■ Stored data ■
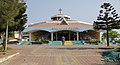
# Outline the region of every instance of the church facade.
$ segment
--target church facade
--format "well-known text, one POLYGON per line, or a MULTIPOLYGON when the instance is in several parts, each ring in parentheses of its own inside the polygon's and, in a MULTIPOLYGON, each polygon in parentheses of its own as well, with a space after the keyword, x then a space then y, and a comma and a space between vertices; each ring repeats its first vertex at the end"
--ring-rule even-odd
POLYGON ((63 36, 66 41, 100 39, 100 32, 92 24, 72 20, 62 11, 49 21, 29 25, 23 32, 29 41, 60 41, 63 36))

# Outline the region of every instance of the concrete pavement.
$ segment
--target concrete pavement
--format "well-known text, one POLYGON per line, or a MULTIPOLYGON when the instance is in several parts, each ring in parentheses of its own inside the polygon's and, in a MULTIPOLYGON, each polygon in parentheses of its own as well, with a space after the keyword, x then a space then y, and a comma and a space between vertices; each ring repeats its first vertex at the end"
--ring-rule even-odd
MULTIPOLYGON (((103 65, 97 46, 11 46, 20 54, 0 65, 103 65)), ((113 65, 113 64, 112 64, 113 65)))

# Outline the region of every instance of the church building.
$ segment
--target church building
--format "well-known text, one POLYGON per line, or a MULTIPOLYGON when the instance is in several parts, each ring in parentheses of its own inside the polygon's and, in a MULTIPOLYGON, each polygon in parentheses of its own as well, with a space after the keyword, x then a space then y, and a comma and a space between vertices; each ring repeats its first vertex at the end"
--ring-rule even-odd
POLYGON ((24 31, 29 41, 79 41, 100 39, 100 32, 93 29, 93 24, 72 20, 62 13, 51 16, 51 20, 29 25, 24 31))

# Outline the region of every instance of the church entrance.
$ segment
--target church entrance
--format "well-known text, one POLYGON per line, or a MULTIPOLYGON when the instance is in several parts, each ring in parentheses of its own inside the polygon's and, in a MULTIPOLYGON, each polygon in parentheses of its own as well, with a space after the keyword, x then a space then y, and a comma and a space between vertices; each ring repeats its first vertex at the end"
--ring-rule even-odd
POLYGON ((60 41, 63 36, 65 37, 66 41, 77 40, 77 33, 74 31, 68 31, 68 30, 54 32, 53 40, 60 41))

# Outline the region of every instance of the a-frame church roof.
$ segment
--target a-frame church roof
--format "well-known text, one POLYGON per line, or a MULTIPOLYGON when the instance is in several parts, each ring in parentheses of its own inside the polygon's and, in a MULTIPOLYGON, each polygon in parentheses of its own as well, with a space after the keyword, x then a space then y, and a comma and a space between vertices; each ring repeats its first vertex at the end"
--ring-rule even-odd
POLYGON ((28 28, 93 28, 90 23, 72 20, 70 16, 60 13, 51 17, 51 20, 29 25, 28 28))

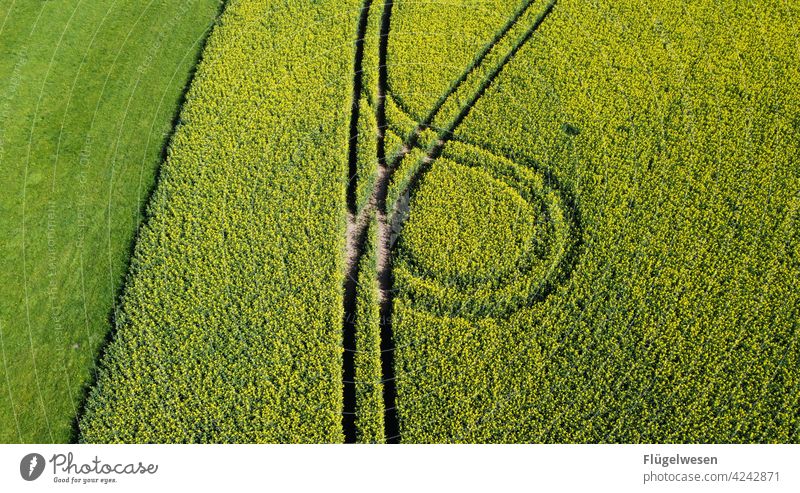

■ What you will do ■
Above are the records; copy them exactly without the pictures.

■ Solved exercise ■
# Outline the region of every instance of the church facade.
$ segment
--target church facade
--format "well-known text, one POLYGON per line, or a MULTIPOLYGON when the instance is in several parts, each ring in parentheses of its own inside the polygon's and, in a MULTIPOLYGON, each polygon in parentheses of its own as well, with a space after the keyword, x then a space then y, and a comma and a space between vertices; each ring repeats its first vertex at the end"
--ring-rule even-odd
POLYGON ((63 36, 66 41, 100 39, 100 32, 92 24, 72 20, 62 11, 49 21, 29 25, 23 32, 29 41, 60 41, 63 36))

# Outline the region of every instance of the concrete pavement.
$ segment
--target concrete pavement
--format "well-known text, one POLYGON per line, or a MULTIPOLYGON when the instance is in several parts, each ring in parentheses of its own inside the polygon's and, in a MULTIPOLYGON, each polygon in parentheses of its own as well, with a space after the keyword, x then a space then y, and a comma and a space between vertices; each ring repeats its first vertex at the end"
--ring-rule even-odd
MULTIPOLYGON (((103 65, 97 46, 11 46, 20 54, 0 65, 103 65)), ((113 65, 113 64, 112 64, 113 65)))

# Outline the region of every instance of the church building.
$ segment
--target church building
--format "well-known text, one POLYGON per line, or a MULTIPOLYGON when the instance is in several parts, each ring in parentheses of its own inside the polygon's and, in a MULTIPOLYGON, each polygon in parentheses of its own as well, with a space after the keyword, x then a space then y, and a comma and a space between vertices; each ring repeats its first vertex at the end"
--ring-rule even-odd
POLYGON ((24 31, 29 41, 79 41, 100 39, 100 32, 93 29, 93 24, 72 20, 62 13, 51 16, 51 20, 29 25, 24 31))

# Outline the region of every instance of the church entrance.
$ segment
--target church entrance
--format "well-known text, one POLYGON per line, or a MULTIPOLYGON when the instance is in several parts, each ring in parentheses of its own inside the polygon's and, in a MULTIPOLYGON, each polygon in parentheses of its own as well, with a space after the keyword, x then a space then y, and a comma and a space between vertices; each ring repeats its first vertex at the end"
--ring-rule even-odd
POLYGON ((60 41, 63 36, 65 37, 66 41, 77 40, 77 33, 74 31, 68 31, 68 30, 54 32, 53 40, 60 41))

# Outline the region of every instance of the a-frame church roof.
$ segment
--target a-frame church roof
--format "well-known text, one POLYGON per line, or a MULTIPOLYGON when the instance is in several parts, each ring in parentheses of its own inside the polygon's and, in a MULTIPOLYGON, each polygon in parentheses of its own as well, with a space after the keyword, x then a space then y, and a comma and a space between vertices; each ring repeats its first vertex at the end"
--ring-rule even-odd
POLYGON ((28 28, 93 28, 90 23, 72 20, 70 16, 60 13, 51 17, 51 20, 29 25, 28 28))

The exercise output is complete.